======== Passage provided
The Fear.
It’s that familiar, uncomfortable feeling in your gut that keeps you up at night. As a kid, I always worried about the monsters hiding in the closet. The Fear kept me hiding under the covers, hoping that if I don’t see the monsters, they can’t eat me. Blindness to the problem would keep me safe.
But I’d be stressed out all night. Instead, I learned to face that fear. All I had to do was turn on the lights.
Now, The Fear is about what’s lurking in the pipeline. Is it real? If you shine a light on it, does it go away?
It can be daunting. If you’re a rep, how do you tell your manager you don’t have enough pipeline to make your number? If you’re the CRO, how do you tell the board that you thought you had 4X coverage, but it’s really closer to 1X coverage?
This is The Fear. You can ignore it, because your historical coverage says you’re okay. You’ve made it through the night before.
Or you can face it, and take control of your actions. The Fear can be your friend.
================
Your tasks:
A - Please list every workplace role or governing body named in the piece on The Fear.
B - Carry on the piece on The Fear, beginning right after its last sentence.
======== Material
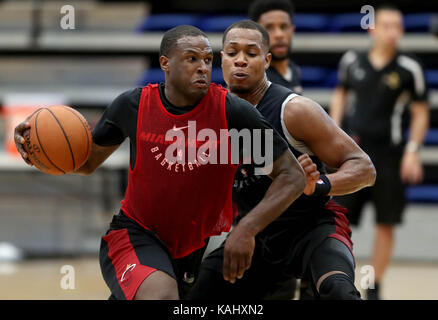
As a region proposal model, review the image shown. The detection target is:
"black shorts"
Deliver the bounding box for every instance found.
[189,201,352,300]
[99,212,206,300]
[335,149,406,226]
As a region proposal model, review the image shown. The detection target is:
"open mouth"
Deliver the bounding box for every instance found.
[195,79,208,87]
[233,72,248,80]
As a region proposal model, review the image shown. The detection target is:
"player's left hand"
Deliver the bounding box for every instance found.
[223,224,255,283]
[297,153,320,196]
[400,151,423,184]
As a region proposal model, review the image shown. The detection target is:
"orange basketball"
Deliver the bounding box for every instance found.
[23,106,92,175]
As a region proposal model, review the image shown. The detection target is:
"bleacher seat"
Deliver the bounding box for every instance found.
[405,185,438,203]
[403,13,432,32]
[424,70,438,88]
[137,68,164,86]
[135,13,200,32]
[137,68,225,86]
[300,66,329,87]
[403,128,438,146]
[293,13,329,32]
[330,13,365,32]
[199,15,248,32]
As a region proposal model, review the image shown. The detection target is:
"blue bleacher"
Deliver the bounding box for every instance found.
[135,13,200,32]
[405,185,438,203]
[330,13,365,32]
[300,66,329,87]
[199,15,248,32]
[136,13,432,32]
[403,13,432,32]
[137,68,164,86]
[424,70,438,88]
[137,68,225,86]
[294,13,329,32]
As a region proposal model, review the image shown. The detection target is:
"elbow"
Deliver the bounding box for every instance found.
[287,167,306,199]
[74,162,96,176]
[365,157,377,187]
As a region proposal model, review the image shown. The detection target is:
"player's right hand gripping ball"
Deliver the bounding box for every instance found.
[23,106,92,175]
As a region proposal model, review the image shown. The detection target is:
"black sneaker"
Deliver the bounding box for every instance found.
[366,283,381,300]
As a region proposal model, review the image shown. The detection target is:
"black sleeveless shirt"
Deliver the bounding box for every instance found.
[233,83,330,221]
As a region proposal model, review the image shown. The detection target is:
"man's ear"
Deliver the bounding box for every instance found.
[265,52,272,70]
[160,56,169,72]
[290,24,295,37]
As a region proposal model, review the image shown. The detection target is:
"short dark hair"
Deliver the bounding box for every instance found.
[160,25,208,57]
[248,0,295,22]
[376,2,401,13]
[222,20,269,50]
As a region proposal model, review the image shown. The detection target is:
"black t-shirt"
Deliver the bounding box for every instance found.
[338,51,427,146]
[93,83,288,168]
[233,83,330,222]
[266,60,303,94]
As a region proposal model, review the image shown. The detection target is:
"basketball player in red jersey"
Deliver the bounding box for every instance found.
[15,26,305,299]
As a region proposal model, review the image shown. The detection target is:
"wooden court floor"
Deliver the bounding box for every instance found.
[0,257,438,300]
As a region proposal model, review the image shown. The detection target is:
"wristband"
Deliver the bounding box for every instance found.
[405,141,420,152]
[312,174,332,197]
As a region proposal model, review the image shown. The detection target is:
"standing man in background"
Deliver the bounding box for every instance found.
[249,0,303,94]
[330,5,429,300]
[248,0,307,298]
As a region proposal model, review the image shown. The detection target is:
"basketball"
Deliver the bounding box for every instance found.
[24,106,92,175]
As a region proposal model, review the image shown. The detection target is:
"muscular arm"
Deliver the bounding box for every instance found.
[330,86,347,126]
[284,97,376,195]
[223,94,305,283]
[72,143,120,176]
[400,102,429,184]
[409,102,429,145]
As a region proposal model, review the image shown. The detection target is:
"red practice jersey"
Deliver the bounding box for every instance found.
[122,84,236,259]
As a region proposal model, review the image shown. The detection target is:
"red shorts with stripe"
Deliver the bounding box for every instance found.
[99,213,208,300]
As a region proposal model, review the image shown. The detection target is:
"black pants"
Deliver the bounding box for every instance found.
[188,238,360,300]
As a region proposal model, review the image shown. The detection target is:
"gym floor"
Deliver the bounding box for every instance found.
[0,257,438,300]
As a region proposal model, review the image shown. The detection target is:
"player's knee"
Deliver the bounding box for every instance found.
[134,271,179,300]
[319,273,360,300]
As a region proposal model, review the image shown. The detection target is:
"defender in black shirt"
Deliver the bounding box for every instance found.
[330,6,429,299]
[249,0,303,94]
[190,20,375,299]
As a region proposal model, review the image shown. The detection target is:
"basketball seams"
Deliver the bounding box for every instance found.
[35,108,65,174]
[46,108,76,170]
[66,108,90,165]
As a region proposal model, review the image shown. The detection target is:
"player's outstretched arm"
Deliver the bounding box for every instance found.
[284,97,376,195]
[72,143,120,176]
[223,149,306,283]
[14,119,120,175]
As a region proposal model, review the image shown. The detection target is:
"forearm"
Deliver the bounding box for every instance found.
[409,104,429,145]
[72,143,120,176]
[326,156,376,196]
[238,162,306,236]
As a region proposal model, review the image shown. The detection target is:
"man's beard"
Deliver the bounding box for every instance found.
[229,86,250,94]
[271,50,290,61]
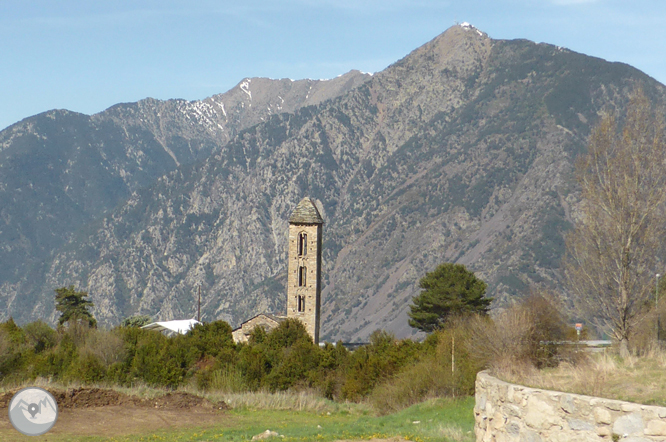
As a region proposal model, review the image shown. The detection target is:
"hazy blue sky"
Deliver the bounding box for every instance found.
[0,0,666,129]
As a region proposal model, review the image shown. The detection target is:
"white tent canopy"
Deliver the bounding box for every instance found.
[141,319,201,335]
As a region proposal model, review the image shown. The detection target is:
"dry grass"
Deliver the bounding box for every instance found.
[493,348,666,406]
[0,378,356,413]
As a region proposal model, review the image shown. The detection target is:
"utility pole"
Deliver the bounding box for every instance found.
[654,273,661,344]
[197,284,201,322]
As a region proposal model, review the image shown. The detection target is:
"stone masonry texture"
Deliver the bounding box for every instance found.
[287,198,323,343]
[474,372,666,442]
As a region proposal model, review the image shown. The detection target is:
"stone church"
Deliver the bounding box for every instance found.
[233,198,324,343]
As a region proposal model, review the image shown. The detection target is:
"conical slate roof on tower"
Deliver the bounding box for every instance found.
[289,198,324,224]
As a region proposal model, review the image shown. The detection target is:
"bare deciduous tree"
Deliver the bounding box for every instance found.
[564,89,666,353]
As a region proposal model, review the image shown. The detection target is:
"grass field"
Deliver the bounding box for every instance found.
[495,349,666,406]
[0,398,474,442]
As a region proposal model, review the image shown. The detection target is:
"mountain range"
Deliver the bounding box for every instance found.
[0,24,666,341]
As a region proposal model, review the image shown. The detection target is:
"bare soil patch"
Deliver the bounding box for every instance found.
[0,388,230,441]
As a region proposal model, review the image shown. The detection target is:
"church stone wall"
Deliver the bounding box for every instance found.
[474,372,666,442]
[231,314,280,344]
[287,224,322,343]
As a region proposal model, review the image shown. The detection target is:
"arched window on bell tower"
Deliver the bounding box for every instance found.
[298,232,308,256]
[298,266,308,287]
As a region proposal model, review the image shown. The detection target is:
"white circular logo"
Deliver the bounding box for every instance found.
[9,387,58,436]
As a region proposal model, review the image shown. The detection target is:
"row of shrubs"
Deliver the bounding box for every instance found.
[0,297,566,412]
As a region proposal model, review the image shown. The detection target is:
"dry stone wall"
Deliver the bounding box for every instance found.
[474,372,666,442]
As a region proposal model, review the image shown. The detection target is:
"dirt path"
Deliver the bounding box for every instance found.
[0,388,231,441]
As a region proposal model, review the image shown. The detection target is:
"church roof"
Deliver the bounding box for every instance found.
[289,197,324,224]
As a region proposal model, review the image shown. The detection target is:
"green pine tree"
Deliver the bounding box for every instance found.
[55,285,97,327]
[409,263,492,333]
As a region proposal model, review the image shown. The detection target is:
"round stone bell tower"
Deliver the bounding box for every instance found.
[287,198,324,344]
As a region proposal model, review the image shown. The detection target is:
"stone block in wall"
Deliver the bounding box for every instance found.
[474,372,666,442]
[644,419,666,436]
[613,413,645,437]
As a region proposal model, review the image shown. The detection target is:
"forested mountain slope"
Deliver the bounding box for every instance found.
[2,26,664,340]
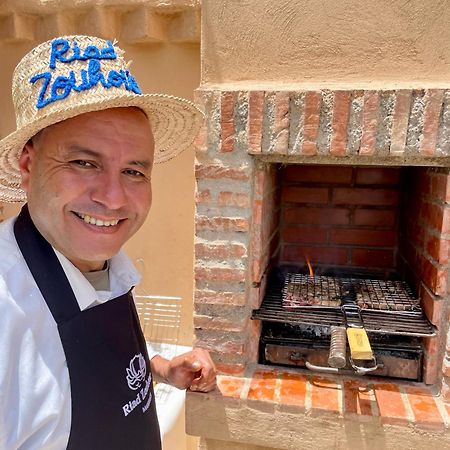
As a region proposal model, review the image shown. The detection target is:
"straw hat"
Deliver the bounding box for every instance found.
[0,36,202,202]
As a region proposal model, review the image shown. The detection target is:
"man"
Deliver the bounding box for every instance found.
[0,36,215,450]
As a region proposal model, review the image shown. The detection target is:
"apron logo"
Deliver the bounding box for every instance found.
[126,353,147,391]
[122,353,152,417]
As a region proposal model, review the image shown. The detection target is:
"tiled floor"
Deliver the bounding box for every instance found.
[218,367,450,431]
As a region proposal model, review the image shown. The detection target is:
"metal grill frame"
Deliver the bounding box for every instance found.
[282,273,421,313]
[252,268,436,337]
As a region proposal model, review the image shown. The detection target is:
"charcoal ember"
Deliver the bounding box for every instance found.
[283,292,321,308]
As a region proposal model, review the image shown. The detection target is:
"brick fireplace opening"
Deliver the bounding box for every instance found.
[187,90,450,449]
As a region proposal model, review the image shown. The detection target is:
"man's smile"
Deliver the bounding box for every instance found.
[73,211,119,227]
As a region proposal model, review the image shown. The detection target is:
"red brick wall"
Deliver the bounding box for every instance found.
[399,168,450,384]
[280,165,400,271]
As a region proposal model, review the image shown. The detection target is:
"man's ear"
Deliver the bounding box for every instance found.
[19,140,36,191]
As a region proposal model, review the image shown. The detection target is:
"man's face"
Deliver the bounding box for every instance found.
[19,108,154,272]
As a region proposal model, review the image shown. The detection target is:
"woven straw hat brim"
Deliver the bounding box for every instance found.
[0,93,203,202]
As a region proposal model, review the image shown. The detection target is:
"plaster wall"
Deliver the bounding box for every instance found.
[202,0,450,89]
[0,7,200,345]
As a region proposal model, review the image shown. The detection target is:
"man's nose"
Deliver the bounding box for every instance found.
[91,172,127,209]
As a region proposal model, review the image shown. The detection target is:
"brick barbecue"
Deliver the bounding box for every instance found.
[188,89,450,448]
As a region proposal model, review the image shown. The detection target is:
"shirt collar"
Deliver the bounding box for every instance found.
[53,249,141,311]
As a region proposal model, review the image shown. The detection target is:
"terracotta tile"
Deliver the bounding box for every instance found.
[344,380,376,417]
[405,386,444,429]
[217,376,245,398]
[247,370,277,401]
[445,403,450,417]
[280,373,307,408]
[311,377,341,414]
[374,383,408,424]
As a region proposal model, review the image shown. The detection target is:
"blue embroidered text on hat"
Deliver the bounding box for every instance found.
[30,38,142,108]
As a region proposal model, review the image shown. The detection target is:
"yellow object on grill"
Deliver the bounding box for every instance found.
[347,328,373,359]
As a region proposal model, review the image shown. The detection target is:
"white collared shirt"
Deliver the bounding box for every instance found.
[0,218,155,450]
================
Answer set:
A - rep, manager, CRO, board

B -
Without paying close attention to deal hygiene and having a consistent and direct view into the deal lifecycle, your pipeline becomes inflated and the truth gets distorted. Saddled with an inflated pipeline and a false sense of security, your data explodes; the CRM data gets messy and inaccurate; your forecasting becomes inaccurate fast. No one knows what’s real or anymore.
Here is where you can end up in the forecast accuracy trap. Some amount of pipeline isn’t real, which means the forecast and financial models don’t line up to expectations. You try to control the forecast, but the forecast is an output of everything you did 3 months ago.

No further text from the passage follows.